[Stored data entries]
* begin *

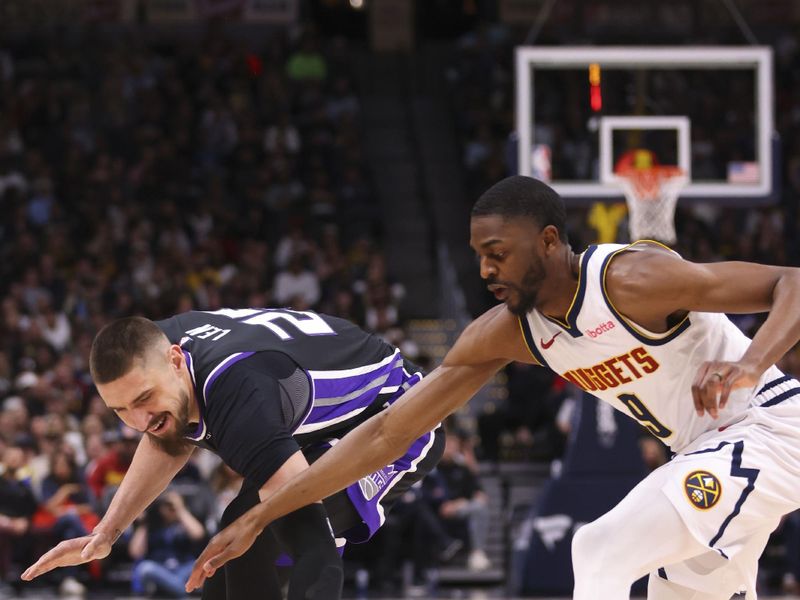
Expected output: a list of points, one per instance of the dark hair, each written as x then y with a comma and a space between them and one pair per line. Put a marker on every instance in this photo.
119, 344
519, 196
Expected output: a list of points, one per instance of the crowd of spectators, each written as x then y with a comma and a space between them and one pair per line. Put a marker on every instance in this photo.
155, 176
147, 176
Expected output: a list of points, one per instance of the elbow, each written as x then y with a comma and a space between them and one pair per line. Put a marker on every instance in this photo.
393, 438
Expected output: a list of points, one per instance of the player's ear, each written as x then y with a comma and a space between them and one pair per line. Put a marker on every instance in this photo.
175, 356
550, 238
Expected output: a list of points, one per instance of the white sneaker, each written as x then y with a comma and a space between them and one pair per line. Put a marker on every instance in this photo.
71, 587
478, 561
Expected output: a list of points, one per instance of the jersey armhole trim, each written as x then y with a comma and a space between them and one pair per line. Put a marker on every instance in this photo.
629, 325
527, 337
570, 325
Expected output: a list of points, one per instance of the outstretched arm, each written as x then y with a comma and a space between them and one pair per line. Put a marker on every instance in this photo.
150, 472
488, 344
650, 285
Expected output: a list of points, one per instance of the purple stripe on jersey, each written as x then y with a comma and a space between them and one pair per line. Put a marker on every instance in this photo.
326, 413
367, 493
198, 432
341, 386
221, 367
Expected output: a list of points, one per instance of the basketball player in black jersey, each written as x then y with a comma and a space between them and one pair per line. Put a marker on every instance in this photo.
268, 390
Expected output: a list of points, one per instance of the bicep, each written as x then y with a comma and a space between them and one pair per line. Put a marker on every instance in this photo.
295, 464
665, 283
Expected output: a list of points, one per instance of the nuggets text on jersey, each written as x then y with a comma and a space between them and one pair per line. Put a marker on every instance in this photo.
615, 371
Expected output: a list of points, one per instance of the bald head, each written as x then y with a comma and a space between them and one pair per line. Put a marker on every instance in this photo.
120, 344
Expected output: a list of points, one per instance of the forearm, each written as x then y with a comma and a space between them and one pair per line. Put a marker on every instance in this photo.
149, 474
138, 545
380, 440
781, 331
194, 529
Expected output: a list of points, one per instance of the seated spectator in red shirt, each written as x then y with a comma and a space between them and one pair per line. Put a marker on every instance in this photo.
107, 473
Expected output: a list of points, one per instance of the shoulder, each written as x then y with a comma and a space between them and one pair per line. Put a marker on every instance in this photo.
637, 265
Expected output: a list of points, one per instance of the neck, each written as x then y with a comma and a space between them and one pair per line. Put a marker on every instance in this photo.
194, 410
562, 286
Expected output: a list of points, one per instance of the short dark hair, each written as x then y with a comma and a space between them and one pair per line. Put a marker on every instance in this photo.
119, 344
519, 196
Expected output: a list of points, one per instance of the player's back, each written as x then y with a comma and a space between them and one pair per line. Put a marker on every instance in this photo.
351, 372
644, 374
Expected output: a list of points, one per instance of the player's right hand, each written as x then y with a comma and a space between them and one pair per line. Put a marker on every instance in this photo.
71, 552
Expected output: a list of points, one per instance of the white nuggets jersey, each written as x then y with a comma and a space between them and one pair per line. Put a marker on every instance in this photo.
646, 375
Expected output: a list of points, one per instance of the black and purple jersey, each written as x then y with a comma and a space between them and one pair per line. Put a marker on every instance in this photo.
287, 374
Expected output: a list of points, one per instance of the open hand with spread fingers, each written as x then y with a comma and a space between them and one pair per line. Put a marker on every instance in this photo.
71, 552
714, 382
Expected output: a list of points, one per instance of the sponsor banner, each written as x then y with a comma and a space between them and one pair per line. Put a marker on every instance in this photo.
109, 11
279, 12
208, 9
391, 25
170, 11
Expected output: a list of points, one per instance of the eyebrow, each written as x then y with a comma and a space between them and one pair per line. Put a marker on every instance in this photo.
138, 398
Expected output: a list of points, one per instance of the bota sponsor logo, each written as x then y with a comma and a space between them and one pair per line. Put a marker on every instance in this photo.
601, 329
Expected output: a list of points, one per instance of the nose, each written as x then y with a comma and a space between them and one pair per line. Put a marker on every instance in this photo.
139, 419
488, 269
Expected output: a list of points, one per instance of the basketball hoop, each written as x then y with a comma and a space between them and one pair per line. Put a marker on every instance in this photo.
651, 191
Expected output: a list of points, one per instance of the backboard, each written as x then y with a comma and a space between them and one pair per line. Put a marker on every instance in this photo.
706, 109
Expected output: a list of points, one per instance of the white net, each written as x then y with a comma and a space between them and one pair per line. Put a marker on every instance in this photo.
652, 195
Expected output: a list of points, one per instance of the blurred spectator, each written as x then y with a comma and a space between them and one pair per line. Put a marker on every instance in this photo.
306, 63
17, 505
163, 544
465, 505
297, 287
65, 512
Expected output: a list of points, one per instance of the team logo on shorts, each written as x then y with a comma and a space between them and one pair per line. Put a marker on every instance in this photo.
703, 489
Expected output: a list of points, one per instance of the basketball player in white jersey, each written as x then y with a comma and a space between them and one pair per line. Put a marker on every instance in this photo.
645, 331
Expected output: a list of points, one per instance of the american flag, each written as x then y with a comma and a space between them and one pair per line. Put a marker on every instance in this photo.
743, 172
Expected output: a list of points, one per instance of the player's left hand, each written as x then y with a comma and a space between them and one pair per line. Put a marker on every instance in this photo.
230, 543
714, 382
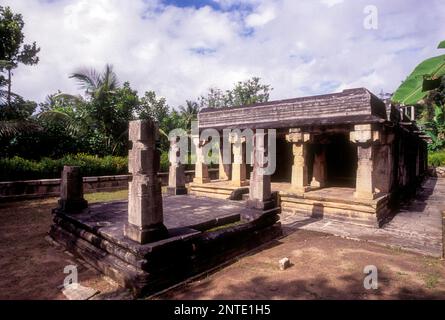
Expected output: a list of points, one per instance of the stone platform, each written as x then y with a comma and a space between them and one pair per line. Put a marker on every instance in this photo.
416, 226
218, 189
203, 233
337, 203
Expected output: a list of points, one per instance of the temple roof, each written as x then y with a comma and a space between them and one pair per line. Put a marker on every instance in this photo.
350, 106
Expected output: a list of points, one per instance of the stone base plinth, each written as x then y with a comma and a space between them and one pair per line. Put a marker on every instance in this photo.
365, 195
146, 234
72, 205
98, 239
370, 212
300, 190
239, 184
176, 191
201, 180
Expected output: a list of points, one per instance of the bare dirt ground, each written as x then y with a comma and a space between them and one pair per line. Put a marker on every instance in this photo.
30, 267
323, 266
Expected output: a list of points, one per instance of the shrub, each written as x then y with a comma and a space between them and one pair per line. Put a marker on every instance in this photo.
436, 158
22, 169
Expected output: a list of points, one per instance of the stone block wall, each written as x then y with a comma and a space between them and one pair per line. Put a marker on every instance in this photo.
34, 189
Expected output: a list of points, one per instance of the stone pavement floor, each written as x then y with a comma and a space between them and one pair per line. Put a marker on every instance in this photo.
417, 226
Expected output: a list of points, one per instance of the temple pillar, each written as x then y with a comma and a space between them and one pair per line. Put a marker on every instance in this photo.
176, 174
299, 142
201, 168
260, 196
224, 164
71, 191
363, 136
145, 212
319, 172
239, 170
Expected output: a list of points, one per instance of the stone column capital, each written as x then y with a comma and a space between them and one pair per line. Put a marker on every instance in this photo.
297, 136
364, 134
235, 138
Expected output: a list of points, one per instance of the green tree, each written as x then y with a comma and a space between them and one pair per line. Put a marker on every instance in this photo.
249, 92
244, 93
425, 89
189, 112
12, 50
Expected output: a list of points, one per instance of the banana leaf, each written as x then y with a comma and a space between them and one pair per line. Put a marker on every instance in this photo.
425, 77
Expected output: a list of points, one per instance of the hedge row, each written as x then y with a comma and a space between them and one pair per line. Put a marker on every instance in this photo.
437, 158
17, 168
22, 169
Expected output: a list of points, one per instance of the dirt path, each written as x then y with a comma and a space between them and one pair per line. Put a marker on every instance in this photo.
30, 267
324, 267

* end *

WHAT THE EXERCISE ASKS
Please edit every entry above so that "Put a marker on" becomes "Mark", keeping everything else unchanged and leaving the pictures out.

TASK RESULT
Expected output: a list of points, one per instance of the dark hair, each written as x then y with a comma and a space between them and one pair per line. Mark every instance in this photo.
119, 344
519, 196
Expected output: a list of points, one per instance of the crowd of spectators, each written as x then y with a comma and a space between them and one pair per line. Mark every instance in this photo.
155, 176
147, 176
Expected output: a list of points, one per instance of the elbow, each written as x then y with a comma and a space between them and one pair per line. Mark every instance in this photo.
393, 438
Expected output: a list of points, one per instance of the player's ear, each written as x then y with a comma and a space between them and one pair per line. Mark every instance in this photo.
175, 356
550, 238
Expected output: a list of points, one per instance of the white sneaker, each written as x then y with a comma and a space between them and one pair per line. Mark every instance in this photo.
71, 587
478, 561
Expected output: a list of points, one per instance of the jersey armhole trim, each written as x then y with a comma and a space between them and one pair per line. Mark every instance in this photo.
629, 325
527, 337
570, 325
Expected output: a list of points, one per instance of the outstretched arm, each written as x then y with a comma and a space between them and one pair per line. Mark every instance in this photo.
150, 472
488, 344
650, 285
Expected output: a list of points, one per instance of the purple stripe on jersey, each written as x then y with a comma and a space between them and one pair per line. Mark every instance in this photo.
326, 413
367, 493
198, 432
341, 386
221, 367
Expected output: a list of points, one per instance of the basketball player in black jersey, each written as x then y with a comma and a space between them and one pair per line. Mark every instance in this photo.
268, 390
Expected output: a list of points, one per instance of the bicep, each written as x then y with a comma and a space between them and one pair per line. Mark every instance in this photo.
295, 464
665, 283
Expected output: a list of points, one per instance of the nuggets text on jersey, each written as x then y with a comma and a space between them and one pair per line. Mark every instance in this photo.
615, 371
Expected output: a list of points, one per instance of the bald head, each written as x then y with a comma and a space between them and one pair per line. Mark every instance in this photo.
120, 344
Expected output: a list of points, one per instance of the forearm, each written as x then y with a comma and a space between them and one pair per line. Mark every instance in this photo.
149, 474
138, 545
380, 440
781, 331
194, 529
Expected output: a list of points, one per instance of the seated spectator in red shirt, each written as x then y with a comma and a space between them and one pair per line. Mark every instance in this photo.
107, 473
Expected output: a list of points, one per instance of the shoulder, each written as x then y with a comma and a space between them and one pair per line. Mark every instance in this photo.
637, 265
Expected output: a list of points, one per instance of the neck, each written as x then y with a comma and a space between them and one pair per line. Mark every instance in this photo.
194, 410
562, 286
Expected output: a list of points, one per instance of the short dark hair, each written as x then y with a comma and a space between them and one pair per line. Mark every instance in this photo.
119, 344
519, 196
Expected output: a list of points, one per instance of the player's back, each written as x then y with a comma and a space between them and one pair per line. Mark every instance in this photo.
351, 372
644, 374
Expected output: a list of points, one per instance of the player's right hand, each written as x then y with a comma and a space between them and one pair per line. Mark every instance in this photo.
71, 552
Expected output: a list of points, one per instance of the white nuggets jersey, each written as x then y with a comma and a space between them and one pair per line. Mark every instance in this photo.
646, 375
Expected output: a list of points, one per instance of the black and purple jersey, each written as x then y with a comma and a space between them and one pair per line. Mark every instance in this photo.
287, 374
Expected output: a list of points, one per instance of the open hand with spread fingers, each written as x then y with a comma and a space between them and one pair per line. Mark every instance in this photo.
71, 552
714, 382
Expected output: a list of points, one per instance of the sponsor banner, each written as x then y with a comma and a space between them and one pair per line. Mark every instance in this photo.
109, 11
279, 12
208, 9
391, 25
170, 11
Expected output: a list of points, one per instance of the eyebrow, each written as x then y with a comma and a space between them and one pair per line. Mark every instance in this photo.
138, 398
Expected output: a list of points, one per instance of the bota sponsor logo, each written as x then y with a comma and a space between them and one pair per line. Mark every instance in this photo.
601, 329
Expected output: a list of points, one per instance of the nose, each written as x then y with a comma and a space between them and one pair per line. Mark every instance in this photo.
139, 419
488, 269
Expected output: a list of points, one per instance of the basketball hoop, each written as x then y with a comma and a space between them and one pair per line. Mark every instance in this photo.
651, 191
Expected output: a list of points, one per instance of the backboard, each written as x then y with a comma and a space between them and one pair per line. Mark every instance in this photo.
706, 109
Expected output: a list of points, one per instance of the white net, each written as x then y with a comma and a space between them and one pair per line. Mark every instance in this photo.
652, 195
Expected output: a list of points, one per instance of the blurred spectator, each written as x then y with a comma and a space between them and one pair per line. Mark every instance in this photo.
306, 63
17, 505
163, 544
465, 505
297, 287
65, 512
Expected output: a list of points, one per instance of the team logo on shorts, each written as x then y with a comma and a space between them and one pair per line. Mark every instance in this photo.
703, 489
Expected output: a list of points, one per instance of the basketball player in white jersey, each written as x then y with a comma and a space between them and one pair per line. Mark every instance in this photo.
645, 331
Expected output: a list of points, one per instance of the american flag, each written as x then y with a comma and a space between them and one pair per line. Mark every instance in this photo.
743, 172
Expected output: a list of points, one per instance of the player's left hand, each written as x then y with a comma and a space between them and one pair per line. Mark every instance in this photo.
230, 543
714, 382
Expected output: a list of points, one per instance of the stone platform, each written as x then y with a comma and a space between them and one pair per line. Mark every instance in this photo.
416, 226
218, 189
203, 233
337, 203
Expected output: a list of points, one per instance of the temple roof, each written as x then y with a comma and a space between them and one pair per line. Mark every instance in this photo.
350, 106
Expected output: a list of points, one per instance of the stone base plinth, each written as x then y with a comma and a space between them and one pair per line. Mark every instance in this photo.
365, 195
146, 234
72, 205
98, 239
370, 212
300, 190
239, 184
176, 191
201, 180
Expected output: a list of points, one per instance of the bare dirt ground, each written as x then y with a comma and a space between them and one pair per line. Mark every instance in this photo.
30, 267
323, 266
Expected output: a list of points, one per instance of the shrub, each written as x then y with a comma and a space between them and one pair per line. Mark every instance in this photo.
436, 158
22, 169
Expected output: a list of points, one per instance of the stone block wall, each written as x then y with a comma and a space between them and one pair per line. Mark every instance in this photo.
34, 189
Expected output: a list of points, one per instance of the stone pavement floor, each written as x then y with a comma and a space between them and one pair per line. Mark every instance in this photo.
417, 226
Expected output: a list of points, one per instance of the temple pillar, each written as x then y with a comma and a space between them and one pair per line. Mark every instance in this photo.
176, 174
299, 142
201, 168
260, 196
224, 164
71, 191
363, 136
145, 212
319, 172
239, 170
Expected output: a list of points, one per instance of the stone column capital, each written as x then y with a comma and a space between them and one pair per line. Mark every instance in this photo.
297, 136
364, 134
235, 138
Expected output: a list of points, one per instance of the green tree, each written as x then y with a comma and a space between them and one pair per line. Mark every instance in this photo.
249, 92
244, 93
425, 89
189, 112
12, 50
Expected output: a list of points, one per instance of the banana leaf, each written as x then y with a comma and a space between them and one pair per line. Mark every instance in this photo.
425, 77
Expected output: a list of points, one per instance of the hedge row, each written as x then y with a comma and a space between them and one pair per line. Mark every instance in this photo.
437, 158
17, 168
22, 169
Expected output: a list of points, one per instance of the dirt path, each written as x then y with a comma and a space between them and one pair per line. Mark every instance in this photo.
30, 267
324, 267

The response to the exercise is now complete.